Ross had an intensely authoritarian leadership style shaped by his military background and he gave himself the grandiose title of the "Supreme Commander". He was described as leading with "an iron fist". His favorite magazine was Soldier of Fortune, an American magazine catering to mercenaries and more commonly men who fantasise about being mercenaries. Like many other outlaw bikers, Ross's politics tended towards the extreme right and he had a gigantic Nazi swastika flag prominently hanging on the wall of the Parramatta clubhouse. Ross had the new members of the Comancheros swear allegiance to not only the Comanchero club, but also to himself as the "Supreme Commander". Ross led his men on weekly para-military drills intended to prepare them for brawls against rival bikers. The Comancheros were considered to be the most violent of Australia's many outlaw biker clubs in the 1970s and 1980s as Ross was constantly engaged in biker wars. The Canadian journalists Julian Sher and William Marsden wrote that Ross was well known for planning his attacks "with military precision". Sher and Marsden described Ross as a man with "disturbing visions of running his own private army". Besides for the endless drilling, Ross formed his own elite force of especially tough fighters, which he called the Strike Force. Many of the younger Comancheros who joined the biker gang in the late 1970s-early 1980s disliked Ross as one former member told the media: "If I wanted to march around in the fuckin' backyard, I would had joined the fuckin' army".

## What to produce
In the text about Ross and the Comancheros, what name did Ross give his elite force of especially tough fighters? The listing is separate material, unrelated to the text about Ross and the Comancheros.

## Dataset excerpt
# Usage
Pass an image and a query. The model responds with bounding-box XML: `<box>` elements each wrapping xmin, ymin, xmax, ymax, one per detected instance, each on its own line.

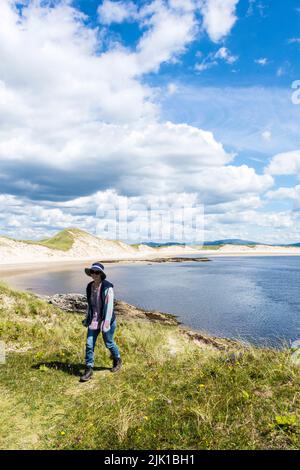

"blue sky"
<box><xmin>0</xmin><ymin>0</ymin><xmax>300</xmax><ymax>243</ymax></box>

## Result for this task
The Strike Force.